● **Source**
────────────────
Zombie’s latest is ’31’ flavors of terrible – Movie Review

31

31
Written & Directed by Rob Zombie
USA, 2016

Watching Rob Zombie’s latest horror film, 31, is only slightly more pleasurable than rubbing your eyes with sandpaper. As if edited inside of a strobe light, Zombie’s seizure-inducing style still can’t hide the complete absence of substance. The kills are uninspired, the acting is stilted, and there’s not a single ounce of tension to be found. The entire affair feels torn from the last page of Zombie’s idea notebook. A thoroughly dispensable gore-fest that’s completely bereft of scares.

Imagine yourself trapped in an RV full of circus freaks who communicate only through tired sexual innuendo and pointless obscenity. Now imagine that those are the only heroes in a world populated by grotesque, psychopathic rapists and murders. It’s like rooting for a group of pedophilic demons to overthrow Satan. In fact, the only mildly interesting character is an arch-villain named Doom-Head (Richard Brake), who bores his victims into a stupor with ridiculous babble before finally dissecting them with knives.

The traveling circus freaks are a dude who looks like Lemmy (Jeff Daniel Phillips), a grandmother from Hell (Meg Foster), a guy with a hilariously over-the-top Jamaican accent (Lawrence Hilton-Jacobs burning his Welcome Back, Kotter karma), and Sheri Moon Zombie (as Sheri Moon Zombie). It’s Halloween day and they’re going somewhere to perform some act that no human being with a functioning frontal lobe would wish to see. Along the way, they get kidnapped by Malcolm McDowell dressed as a dandy, who makes them play a game called ’31.’ Much like soccer, the rules of 31 are frustratingly vague. The participants must survive a gauntlet of crazed murderers for 12 hours. Their reward for survival is… undetermined; no one has ever survived. How terribly sinister!
────────────────
● **Record excerpts**
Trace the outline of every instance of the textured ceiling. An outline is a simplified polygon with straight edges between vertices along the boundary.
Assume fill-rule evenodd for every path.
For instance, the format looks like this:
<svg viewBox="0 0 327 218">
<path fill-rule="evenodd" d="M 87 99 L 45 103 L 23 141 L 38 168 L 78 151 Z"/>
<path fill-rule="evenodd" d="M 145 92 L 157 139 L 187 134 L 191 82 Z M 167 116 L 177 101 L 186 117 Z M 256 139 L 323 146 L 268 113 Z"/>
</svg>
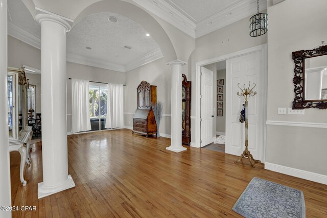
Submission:
<svg viewBox="0 0 327 218">
<path fill-rule="evenodd" d="M 110 16 L 117 17 L 118 22 L 108 21 Z M 151 36 L 146 36 L 146 33 L 141 25 L 126 17 L 108 12 L 94 14 L 82 20 L 69 33 L 67 51 L 69 54 L 126 66 L 159 48 Z M 132 48 L 126 49 L 125 46 Z M 92 50 L 87 50 L 86 47 Z"/>
<path fill-rule="evenodd" d="M 8 1 L 8 20 L 41 37 L 41 26 L 35 22 L 21 0 Z M 119 21 L 113 24 L 108 17 Z M 159 49 L 146 31 L 131 19 L 112 13 L 92 14 L 76 24 L 67 36 L 67 53 L 98 61 L 126 66 Z M 132 47 L 127 49 L 124 47 Z M 92 48 L 87 50 L 86 47 Z M 118 56 L 116 56 L 118 55 Z"/>
<path fill-rule="evenodd" d="M 196 23 L 242 0 L 165 0 Z"/>
<path fill-rule="evenodd" d="M 8 1 L 8 19 L 40 37 L 41 26 L 37 24 L 21 0 Z"/>
</svg>

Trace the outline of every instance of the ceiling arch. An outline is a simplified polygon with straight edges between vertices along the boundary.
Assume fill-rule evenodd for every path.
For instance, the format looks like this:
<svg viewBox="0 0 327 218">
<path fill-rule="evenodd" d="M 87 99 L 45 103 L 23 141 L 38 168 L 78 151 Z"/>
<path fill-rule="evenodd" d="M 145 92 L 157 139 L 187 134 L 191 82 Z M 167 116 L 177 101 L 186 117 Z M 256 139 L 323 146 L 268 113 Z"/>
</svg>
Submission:
<svg viewBox="0 0 327 218">
<path fill-rule="evenodd" d="M 139 24 L 158 43 L 167 62 L 177 59 L 173 44 L 161 26 L 145 11 L 128 2 L 105 0 L 94 3 L 83 10 L 74 19 L 73 28 L 84 17 L 102 12 L 121 14 Z"/>
</svg>

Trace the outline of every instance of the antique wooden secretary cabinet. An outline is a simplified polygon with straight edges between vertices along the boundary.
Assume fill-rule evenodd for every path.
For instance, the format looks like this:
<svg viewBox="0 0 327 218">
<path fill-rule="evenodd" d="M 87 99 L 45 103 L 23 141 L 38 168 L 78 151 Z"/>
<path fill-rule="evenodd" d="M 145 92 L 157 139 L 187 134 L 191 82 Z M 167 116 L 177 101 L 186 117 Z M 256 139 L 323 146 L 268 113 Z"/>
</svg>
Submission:
<svg viewBox="0 0 327 218">
<path fill-rule="evenodd" d="M 151 104 L 157 102 L 157 86 L 142 81 L 137 89 L 137 109 L 133 117 L 133 133 L 156 134 L 157 125 Z"/>
</svg>

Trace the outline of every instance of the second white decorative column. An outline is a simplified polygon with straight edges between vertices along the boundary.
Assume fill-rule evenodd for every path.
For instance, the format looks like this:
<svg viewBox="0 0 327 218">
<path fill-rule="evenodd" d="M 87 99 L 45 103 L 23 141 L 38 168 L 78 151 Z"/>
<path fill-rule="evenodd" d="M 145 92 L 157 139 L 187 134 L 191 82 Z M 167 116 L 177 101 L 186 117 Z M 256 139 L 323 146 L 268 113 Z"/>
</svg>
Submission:
<svg viewBox="0 0 327 218">
<path fill-rule="evenodd" d="M 186 149 L 182 146 L 182 67 L 186 62 L 175 60 L 167 63 L 172 67 L 171 145 L 167 149 L 174 152 Z"/>
<path fill-rule="evenodd" d="M 71 26 L 62 17 L 37 14 L 41 24 L 41 82 L 43 182 L 38 198 L 75 186 L 68 175 L 66 34 Z"/>
<path fill-rule="evenodd" d="M 7 95 L 7 0 L 0 0 L 0 206 L 11 206 Z M 11 211 L 0 209 L 0 217 L 11 217 Z"/>
</svg>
────────────────
● **Task set**
1. Set down the stretch of the movie review from "The traveling circus" through "How terribly sinister!", word for word.
2. According to the movie review, how long must the participants in the game called 31 survive the gauntlet of crazed murderers?

● **Solution set**
1.
The traveling circus freaks are a dude who looks like Lemmy (Jeff Daniel Phillips), a grandmother from Hell (Meg Foster), a guy with a hilariously over-the-top Jamaican accent (Lawrence Hilton-Jacobs burning his Welcome Back, Kotter karma), and Sheri Moon Zombie (as Sheri Moon Zombie). It’s Halloween day and they’re going somewhere to perform some act that no human being with a functioning frontal lobe would wish to see. Along the way, they get kidnapped by Malcolm McDowell dressed as a dandy, who makes them play a game called ’31.’ Much like soccer, the rules of 31 are frustratingly vague. The participants must survive a gauntlet of crazed murderers for 12 hours. Their reward for survival is… undetermined; no one has ever survived. How terribly sinister!

2. 12 hours.